• [Data provided]:
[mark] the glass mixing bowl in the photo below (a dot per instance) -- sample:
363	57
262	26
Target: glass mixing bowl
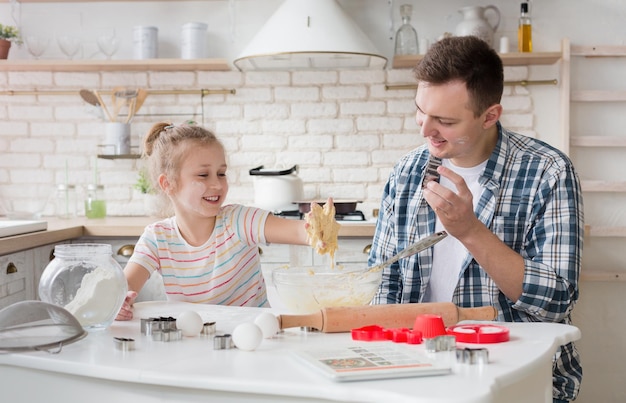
308	289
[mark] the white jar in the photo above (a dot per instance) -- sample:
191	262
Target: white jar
145	42
193	40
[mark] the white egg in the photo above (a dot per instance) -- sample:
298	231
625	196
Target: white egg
190	323
247	336
268	324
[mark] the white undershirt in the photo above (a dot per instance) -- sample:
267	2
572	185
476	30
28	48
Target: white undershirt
449	253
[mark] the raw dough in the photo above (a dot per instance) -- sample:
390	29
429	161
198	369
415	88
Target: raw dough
323	229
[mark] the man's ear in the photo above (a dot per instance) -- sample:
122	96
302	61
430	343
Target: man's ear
492	115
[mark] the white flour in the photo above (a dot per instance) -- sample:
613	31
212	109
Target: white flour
96	298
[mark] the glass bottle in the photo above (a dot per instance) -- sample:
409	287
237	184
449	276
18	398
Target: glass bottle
65	203
86	280
406	37
95	206
524	31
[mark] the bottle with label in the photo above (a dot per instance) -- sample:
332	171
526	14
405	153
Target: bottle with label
406	37
95	206
524	31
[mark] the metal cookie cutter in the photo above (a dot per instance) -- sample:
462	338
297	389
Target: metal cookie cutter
167	335
223	342
124	344
440	343
472	355
149	325
208	329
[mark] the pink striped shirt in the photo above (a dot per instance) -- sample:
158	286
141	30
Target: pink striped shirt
226	270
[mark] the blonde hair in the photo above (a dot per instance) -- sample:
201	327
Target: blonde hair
165	145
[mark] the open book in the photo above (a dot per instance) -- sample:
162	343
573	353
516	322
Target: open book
372	361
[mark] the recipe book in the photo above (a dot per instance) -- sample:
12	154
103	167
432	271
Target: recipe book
375	361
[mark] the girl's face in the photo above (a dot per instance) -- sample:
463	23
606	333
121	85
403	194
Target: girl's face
202	185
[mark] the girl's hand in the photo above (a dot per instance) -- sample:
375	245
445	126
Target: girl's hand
126	311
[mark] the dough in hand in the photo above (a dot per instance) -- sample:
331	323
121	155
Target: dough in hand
323	229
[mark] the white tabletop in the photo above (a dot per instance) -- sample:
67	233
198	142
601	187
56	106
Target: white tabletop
94	370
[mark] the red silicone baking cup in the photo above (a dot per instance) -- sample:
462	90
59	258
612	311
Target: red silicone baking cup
482	333
430	326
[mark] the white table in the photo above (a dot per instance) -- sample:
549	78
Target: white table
94	370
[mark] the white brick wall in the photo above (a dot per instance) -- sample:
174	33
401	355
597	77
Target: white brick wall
343	128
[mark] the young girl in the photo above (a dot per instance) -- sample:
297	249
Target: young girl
207	252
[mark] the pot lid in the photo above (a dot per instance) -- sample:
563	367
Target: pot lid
305	35
260	171
37	325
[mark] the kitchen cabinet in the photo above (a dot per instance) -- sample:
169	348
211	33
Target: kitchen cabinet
595	151
17	279
20	274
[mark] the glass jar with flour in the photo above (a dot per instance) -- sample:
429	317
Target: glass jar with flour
86	281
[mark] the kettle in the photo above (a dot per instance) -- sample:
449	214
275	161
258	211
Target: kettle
277	189
475	22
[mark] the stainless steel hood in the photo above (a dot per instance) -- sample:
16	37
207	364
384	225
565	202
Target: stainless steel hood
310	35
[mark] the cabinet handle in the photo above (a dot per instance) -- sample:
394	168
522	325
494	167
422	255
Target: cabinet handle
126	250
11	268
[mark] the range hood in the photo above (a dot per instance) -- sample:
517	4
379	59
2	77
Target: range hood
310	35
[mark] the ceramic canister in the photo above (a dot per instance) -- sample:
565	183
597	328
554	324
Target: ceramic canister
145	42
193	40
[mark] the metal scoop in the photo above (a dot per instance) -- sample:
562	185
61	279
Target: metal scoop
412	249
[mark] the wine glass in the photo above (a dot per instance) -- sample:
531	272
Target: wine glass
36	44
70	45
108	43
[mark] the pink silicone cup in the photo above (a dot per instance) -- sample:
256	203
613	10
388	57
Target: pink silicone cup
430	325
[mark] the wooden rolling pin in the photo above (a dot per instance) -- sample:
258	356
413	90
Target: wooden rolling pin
344	319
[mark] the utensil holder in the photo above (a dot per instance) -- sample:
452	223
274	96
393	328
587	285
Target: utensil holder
116	139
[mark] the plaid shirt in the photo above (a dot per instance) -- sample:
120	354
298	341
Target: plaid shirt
532	201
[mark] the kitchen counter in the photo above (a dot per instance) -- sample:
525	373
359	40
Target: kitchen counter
118	227
190	370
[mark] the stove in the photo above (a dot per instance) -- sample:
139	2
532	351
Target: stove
295	214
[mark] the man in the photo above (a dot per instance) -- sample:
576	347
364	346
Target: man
511	204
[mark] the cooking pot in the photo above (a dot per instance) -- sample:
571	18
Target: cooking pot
276	189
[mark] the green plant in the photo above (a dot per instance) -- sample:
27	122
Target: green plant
10	33
143	183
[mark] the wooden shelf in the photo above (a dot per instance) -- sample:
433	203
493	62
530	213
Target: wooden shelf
606	232
116	65
602	186
598	96
597	141
119	156
599	51
508	59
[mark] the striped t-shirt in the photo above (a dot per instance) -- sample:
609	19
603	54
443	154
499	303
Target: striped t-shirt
226	270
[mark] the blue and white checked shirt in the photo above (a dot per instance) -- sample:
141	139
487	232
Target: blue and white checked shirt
531	199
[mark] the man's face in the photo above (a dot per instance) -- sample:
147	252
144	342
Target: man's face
449	125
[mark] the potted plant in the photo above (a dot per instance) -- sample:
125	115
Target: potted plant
143	184
8	34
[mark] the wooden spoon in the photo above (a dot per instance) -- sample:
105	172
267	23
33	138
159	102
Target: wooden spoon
102	104
141	97
118	102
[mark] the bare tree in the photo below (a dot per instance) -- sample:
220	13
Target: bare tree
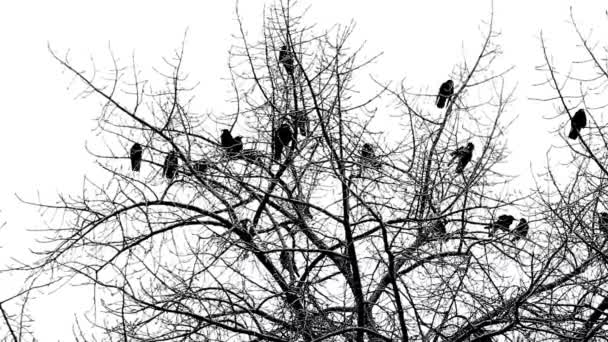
296	231
568	300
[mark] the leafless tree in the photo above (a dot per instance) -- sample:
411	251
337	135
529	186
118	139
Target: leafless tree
568	297
321	243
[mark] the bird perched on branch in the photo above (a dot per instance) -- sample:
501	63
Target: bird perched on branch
136	154
286	59
282	137
368	157
503	223
579	121
464	155
170	165
232	146
200	166
521	230
445	92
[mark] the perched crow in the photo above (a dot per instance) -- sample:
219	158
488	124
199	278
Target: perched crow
579	121
282	137
232	146
445	92
286	59
304	209
368	156
237	148
464	155
200	166
136	154
503	223
521	230
170	166
604	222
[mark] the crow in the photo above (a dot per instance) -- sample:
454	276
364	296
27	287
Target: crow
503	223
282	137
579	121
200	166
286	59
445	92
464	155
368	156
136	154
170	166
232	146
521	230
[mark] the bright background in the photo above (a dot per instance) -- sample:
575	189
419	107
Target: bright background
44	129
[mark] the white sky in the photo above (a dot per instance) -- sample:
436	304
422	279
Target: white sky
43	130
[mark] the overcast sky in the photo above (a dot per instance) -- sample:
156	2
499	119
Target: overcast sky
44	129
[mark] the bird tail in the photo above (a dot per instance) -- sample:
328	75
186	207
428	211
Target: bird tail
440	101
573	133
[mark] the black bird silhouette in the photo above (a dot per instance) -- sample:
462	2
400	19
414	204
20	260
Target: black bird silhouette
368	156
136	153
282	137
604	222
232	146
464	155
438	227
503	223
521	230
579	121
170	165
286	59
200	166
445	92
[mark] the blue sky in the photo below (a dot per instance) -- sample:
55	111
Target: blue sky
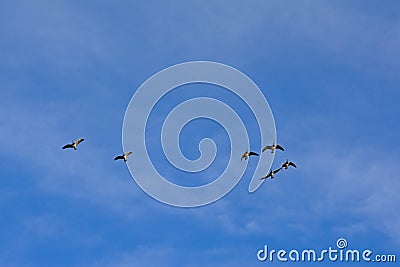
329	71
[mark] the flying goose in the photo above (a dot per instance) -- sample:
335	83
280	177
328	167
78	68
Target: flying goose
247	154
124	156
287	164
273	148
73	144
270	174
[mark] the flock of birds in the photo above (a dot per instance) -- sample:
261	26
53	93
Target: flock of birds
273	148
245	156
75	144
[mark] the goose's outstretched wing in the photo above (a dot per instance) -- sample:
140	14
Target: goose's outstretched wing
266	147
68	146
118	157
292	164
80	140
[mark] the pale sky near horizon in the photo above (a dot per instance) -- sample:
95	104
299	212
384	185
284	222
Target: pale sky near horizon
328	69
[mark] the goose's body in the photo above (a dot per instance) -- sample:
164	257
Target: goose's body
273	148
270	174
247	154
287	164
73	144
123	156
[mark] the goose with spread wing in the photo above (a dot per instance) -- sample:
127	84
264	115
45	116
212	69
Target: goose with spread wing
123	156
287	164
273	148
73	144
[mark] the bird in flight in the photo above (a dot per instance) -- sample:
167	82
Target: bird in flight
287	164
73	144
247	154
273	148
270	174
123	156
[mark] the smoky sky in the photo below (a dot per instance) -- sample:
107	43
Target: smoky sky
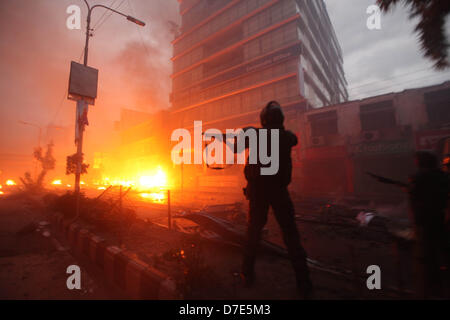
134	65
36	48
380	61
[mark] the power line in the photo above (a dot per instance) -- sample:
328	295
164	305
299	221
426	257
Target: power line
103	15
387	79
359	95
109	15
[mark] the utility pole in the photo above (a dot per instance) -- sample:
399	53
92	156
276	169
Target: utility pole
82	105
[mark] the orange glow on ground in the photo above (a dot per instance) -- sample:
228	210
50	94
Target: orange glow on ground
154	196
142	181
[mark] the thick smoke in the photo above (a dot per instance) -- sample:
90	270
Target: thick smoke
35	54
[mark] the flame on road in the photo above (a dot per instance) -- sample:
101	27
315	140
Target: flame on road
57	182
154	196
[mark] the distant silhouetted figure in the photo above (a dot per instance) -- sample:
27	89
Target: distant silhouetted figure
271	190
428	194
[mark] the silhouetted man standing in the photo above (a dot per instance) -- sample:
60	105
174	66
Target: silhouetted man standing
428	192
271	190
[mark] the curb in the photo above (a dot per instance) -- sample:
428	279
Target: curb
135	277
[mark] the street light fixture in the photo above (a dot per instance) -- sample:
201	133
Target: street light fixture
82	106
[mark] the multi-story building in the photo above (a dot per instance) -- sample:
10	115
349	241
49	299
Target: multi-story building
233	56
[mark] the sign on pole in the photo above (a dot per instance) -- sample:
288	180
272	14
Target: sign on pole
83	83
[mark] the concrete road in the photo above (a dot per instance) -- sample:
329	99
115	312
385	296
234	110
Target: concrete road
33	263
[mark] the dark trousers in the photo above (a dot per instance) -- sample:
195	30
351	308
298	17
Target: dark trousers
278	198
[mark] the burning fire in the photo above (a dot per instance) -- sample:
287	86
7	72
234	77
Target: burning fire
156	179
154	196
10	182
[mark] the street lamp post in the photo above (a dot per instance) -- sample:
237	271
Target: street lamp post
82	105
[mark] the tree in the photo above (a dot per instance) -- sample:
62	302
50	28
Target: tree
430	28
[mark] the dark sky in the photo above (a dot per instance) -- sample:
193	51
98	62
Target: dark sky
380	61
36	49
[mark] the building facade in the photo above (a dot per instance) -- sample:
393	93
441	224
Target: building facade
341	143
233	56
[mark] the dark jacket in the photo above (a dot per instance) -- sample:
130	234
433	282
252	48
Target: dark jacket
282	178
428	190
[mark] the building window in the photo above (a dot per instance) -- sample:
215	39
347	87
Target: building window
438	106
324	123
378	115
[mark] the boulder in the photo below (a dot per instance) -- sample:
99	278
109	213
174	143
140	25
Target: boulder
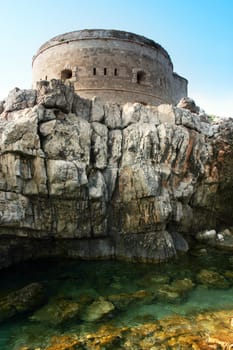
97	310
133	182
23	300
57	311
212	279
20	99
188	103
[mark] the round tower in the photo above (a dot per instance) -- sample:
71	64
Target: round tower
115	65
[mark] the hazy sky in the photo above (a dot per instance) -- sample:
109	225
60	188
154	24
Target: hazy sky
198	35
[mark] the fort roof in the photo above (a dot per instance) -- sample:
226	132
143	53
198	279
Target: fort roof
87	34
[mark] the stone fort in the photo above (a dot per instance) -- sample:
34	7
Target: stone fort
115	65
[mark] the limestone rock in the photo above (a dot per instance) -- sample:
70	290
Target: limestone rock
188	103
22	300
212	279
97	310
57	311
132	181
2	103
206	235
20	99
97	110
55	94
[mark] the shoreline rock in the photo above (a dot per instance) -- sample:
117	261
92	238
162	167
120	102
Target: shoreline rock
131	182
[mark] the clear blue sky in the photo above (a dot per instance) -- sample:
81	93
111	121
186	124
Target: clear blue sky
198	35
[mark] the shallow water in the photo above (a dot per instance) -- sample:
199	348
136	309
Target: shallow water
70	279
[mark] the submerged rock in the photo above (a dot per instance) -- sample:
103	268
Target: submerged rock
57	311
212	279
203	331
97	310
23	300
123	300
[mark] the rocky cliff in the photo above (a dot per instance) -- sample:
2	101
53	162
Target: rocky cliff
82	179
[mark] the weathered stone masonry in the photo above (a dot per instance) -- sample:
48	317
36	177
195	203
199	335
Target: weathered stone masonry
115	65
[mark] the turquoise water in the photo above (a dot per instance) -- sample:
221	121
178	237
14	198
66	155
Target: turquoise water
69	279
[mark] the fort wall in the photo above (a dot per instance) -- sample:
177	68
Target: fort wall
114	65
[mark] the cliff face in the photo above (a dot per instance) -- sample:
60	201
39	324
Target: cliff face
83	179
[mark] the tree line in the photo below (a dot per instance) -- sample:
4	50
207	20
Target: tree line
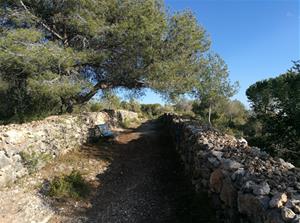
59	56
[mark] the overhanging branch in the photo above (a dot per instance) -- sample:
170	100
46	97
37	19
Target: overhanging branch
42	23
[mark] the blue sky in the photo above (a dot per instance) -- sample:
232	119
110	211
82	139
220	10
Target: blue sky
257	39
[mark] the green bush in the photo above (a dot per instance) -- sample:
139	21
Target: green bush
33	160
69	186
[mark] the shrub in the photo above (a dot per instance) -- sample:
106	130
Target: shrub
33	160
69	186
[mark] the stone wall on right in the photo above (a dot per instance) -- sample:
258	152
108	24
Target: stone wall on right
246	184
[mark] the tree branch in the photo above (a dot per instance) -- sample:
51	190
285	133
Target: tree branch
43	24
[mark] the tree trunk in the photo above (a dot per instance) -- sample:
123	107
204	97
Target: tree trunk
209	114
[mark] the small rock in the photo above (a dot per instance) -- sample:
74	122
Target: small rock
216	180
278	200
287	214
231	164
237	174
261	189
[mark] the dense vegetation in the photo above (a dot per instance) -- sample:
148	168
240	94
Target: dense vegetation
275	122
56	54
72	55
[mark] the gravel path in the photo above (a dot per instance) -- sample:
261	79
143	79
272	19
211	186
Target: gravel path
144	183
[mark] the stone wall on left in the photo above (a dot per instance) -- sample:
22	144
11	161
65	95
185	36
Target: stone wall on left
24	147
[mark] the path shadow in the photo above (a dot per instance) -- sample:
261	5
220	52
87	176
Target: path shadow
145	182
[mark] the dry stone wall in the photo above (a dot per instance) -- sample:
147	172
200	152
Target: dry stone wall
246	184
27	147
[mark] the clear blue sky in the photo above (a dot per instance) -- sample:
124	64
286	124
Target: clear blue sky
257	39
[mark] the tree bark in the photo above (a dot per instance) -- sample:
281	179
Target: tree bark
209	114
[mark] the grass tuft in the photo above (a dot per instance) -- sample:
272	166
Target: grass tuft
69	186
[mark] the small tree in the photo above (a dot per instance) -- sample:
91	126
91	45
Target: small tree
213	83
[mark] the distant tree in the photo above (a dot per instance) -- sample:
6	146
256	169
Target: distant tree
183	106
276	104
213	84
78	47
110	100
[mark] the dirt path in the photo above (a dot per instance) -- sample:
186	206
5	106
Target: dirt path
137	179
144	183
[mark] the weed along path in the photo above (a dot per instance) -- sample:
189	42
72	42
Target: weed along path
138	178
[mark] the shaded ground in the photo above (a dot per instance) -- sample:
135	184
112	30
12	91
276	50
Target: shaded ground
136	179
145	183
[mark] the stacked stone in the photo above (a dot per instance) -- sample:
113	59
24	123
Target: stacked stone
246	184
47	138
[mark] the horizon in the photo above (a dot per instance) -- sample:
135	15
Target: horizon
257	39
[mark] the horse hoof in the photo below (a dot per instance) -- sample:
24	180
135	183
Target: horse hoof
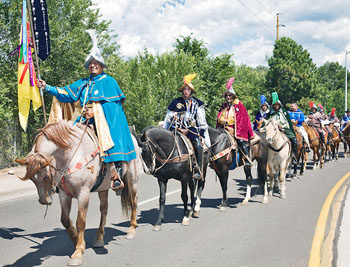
157	228
244	203
130	236
196	214
185	221
75	262
222	208
98	244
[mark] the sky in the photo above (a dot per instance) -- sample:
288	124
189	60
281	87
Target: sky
244	28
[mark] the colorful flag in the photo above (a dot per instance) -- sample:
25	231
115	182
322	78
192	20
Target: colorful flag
41	28
27	88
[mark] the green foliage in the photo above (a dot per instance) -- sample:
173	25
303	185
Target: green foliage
292	72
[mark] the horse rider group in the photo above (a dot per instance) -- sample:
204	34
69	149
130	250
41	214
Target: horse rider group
100	100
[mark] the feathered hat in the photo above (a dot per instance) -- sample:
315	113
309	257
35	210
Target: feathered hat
95	53
275	99
320	107
229	88
188	82
263	101
312	105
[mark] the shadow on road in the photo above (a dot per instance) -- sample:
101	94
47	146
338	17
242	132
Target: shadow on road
55	243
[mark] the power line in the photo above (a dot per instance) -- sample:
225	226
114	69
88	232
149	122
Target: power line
265	8
266	28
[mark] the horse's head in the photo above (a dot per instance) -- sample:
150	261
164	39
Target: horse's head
270	130
40	172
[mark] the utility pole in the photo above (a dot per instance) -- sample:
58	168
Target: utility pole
278	26
346	81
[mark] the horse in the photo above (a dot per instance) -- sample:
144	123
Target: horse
334	143
166	155
224	154
279	155
315	145
346	135
301	153
67	156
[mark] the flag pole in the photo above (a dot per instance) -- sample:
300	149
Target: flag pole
29	8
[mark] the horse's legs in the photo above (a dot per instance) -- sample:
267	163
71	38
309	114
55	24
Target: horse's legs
66	204
223	177
83	203
249	178
103	195
162	188
200	187
184	197
282	180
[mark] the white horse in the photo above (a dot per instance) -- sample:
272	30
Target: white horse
279	157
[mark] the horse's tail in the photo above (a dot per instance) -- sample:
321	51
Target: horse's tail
129	193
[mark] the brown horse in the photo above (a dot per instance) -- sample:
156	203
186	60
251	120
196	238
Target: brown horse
301	152
346	135
315	145
67	156
334	143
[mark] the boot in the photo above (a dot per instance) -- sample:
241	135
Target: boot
294	150
117	183
245	149
198	148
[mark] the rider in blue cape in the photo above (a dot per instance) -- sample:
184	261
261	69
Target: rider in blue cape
101	100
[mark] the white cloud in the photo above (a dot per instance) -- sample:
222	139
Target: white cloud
244	28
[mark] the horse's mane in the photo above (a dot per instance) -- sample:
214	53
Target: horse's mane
60	133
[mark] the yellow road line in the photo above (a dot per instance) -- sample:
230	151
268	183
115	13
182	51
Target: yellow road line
315	254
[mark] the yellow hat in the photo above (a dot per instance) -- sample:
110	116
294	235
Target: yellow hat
188	82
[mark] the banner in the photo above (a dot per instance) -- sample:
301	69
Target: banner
41	28
27	88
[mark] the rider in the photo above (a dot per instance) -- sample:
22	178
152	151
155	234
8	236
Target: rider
261	115
282	118
325	122
187	115
336	122
345	119
298	117
101	99
234	117
314	120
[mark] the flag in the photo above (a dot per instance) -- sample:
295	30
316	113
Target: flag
27	88
41	28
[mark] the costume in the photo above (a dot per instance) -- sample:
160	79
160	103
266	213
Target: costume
281	117
299	117
261	114
189	114
336	122
102	94
314	120
233	115
345	119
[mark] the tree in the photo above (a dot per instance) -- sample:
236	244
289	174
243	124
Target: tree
292	72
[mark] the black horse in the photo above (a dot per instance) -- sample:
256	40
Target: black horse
165	159
220	142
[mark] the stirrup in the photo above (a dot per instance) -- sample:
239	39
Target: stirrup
117	184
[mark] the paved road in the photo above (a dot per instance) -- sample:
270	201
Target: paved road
277	234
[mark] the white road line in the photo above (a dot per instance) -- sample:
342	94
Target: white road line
155	198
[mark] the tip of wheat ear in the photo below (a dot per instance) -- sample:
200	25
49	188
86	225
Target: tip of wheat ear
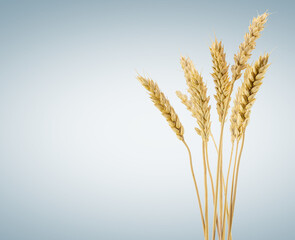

• [Short problem]: Update the part of the records above that runs from the line containing "[mark] the stirrup" through the end of the records, replacing "paved road" with "asphalt road" and changing nothing else. Leave the pictures out of your answer.

• [Solution to this problem]:
[mark] the stirrup in the photo above (a dot per instance) -- sample:
239	39
Target: stirrup
117	184
[mark] the asphalt road in the photo above (a dot per instance) -- sample:
270	201
Target: asphalt road
277	234
[mark] the white road line in the photo above (a dot per instance) -- sample:
342	94
Target: white road line
155	198
[mark] the tip of wheat ear in the photo below (a dot per instance) -- sample:
200	25
49	188
86	225
Target: tip of wheat ear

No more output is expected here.